• [SUPPLIED PASSAGE]
Problem with Ovirt Machines
by aigini82＠gmail.com 31 May '20

31 May '20

Hi, Our company uses Ovirt to host some of its virtual machines. The version used is 4.2.6.4-1.el7. There are about 36 virtual hosts in it. The specifications used for the host machine is 30G RAM and 6 CPUs. Some of the VMs in the ovirt host run with 4 CPUs. Some with 2 CPUs. The problem I face now is that recently there was a need for high CPU and memory specs to setup a VM for DR. I created a VM with 16G RAM and 6 CPUs, without checking the CPUs available in the host first. After DR, the VM was brought down already. Then later another person in the team brought the VM back up for a different DR use, for a much larger DB restoration purpose. This caused the VM to pause due to storage error. And then worse things happened, whereby 2 other VMs inadvertently went down. Although I assumed that this was caused by storage errors/problems, the senior admins in the team concluded that the problem was due to fencing because of the max allotted CPU for the host being used for the VM. Now what I need to know is how to properly allocate CPU resources to a host to run multiple virtual machines in it like the situation above. I even tried to look for errors in vdsm.log, but this log was not available in the host machine nor in the affected VM. My colleague asked me to check "Events" section of the ovirt management interface to see past the past events. However, I don't find much details about the fencing activity or how the fencing occurred or what caused the fencing. And how did they conclude that the CPU count caused the fencing and not the storage?

2 1

• [DATASET EXTRACT]
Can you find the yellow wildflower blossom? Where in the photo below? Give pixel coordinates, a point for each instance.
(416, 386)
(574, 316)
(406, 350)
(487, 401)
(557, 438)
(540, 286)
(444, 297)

• [PROBLEMS]
#1 Translate this sentence from the oVirt forum post into Spanish: "I created a VM with 16G RAM and 6 CPUs, without checking the CPUs available in the host first."
#2 What specifications does the host machine use, according to the oVirt forum post?

• [RESPONSES]
#1 Creé una VM con 16G de RAM y 6 CPU, sin comprobar primero las CPU disponibles en el host.

#2 30G RAM and 6 CPUs.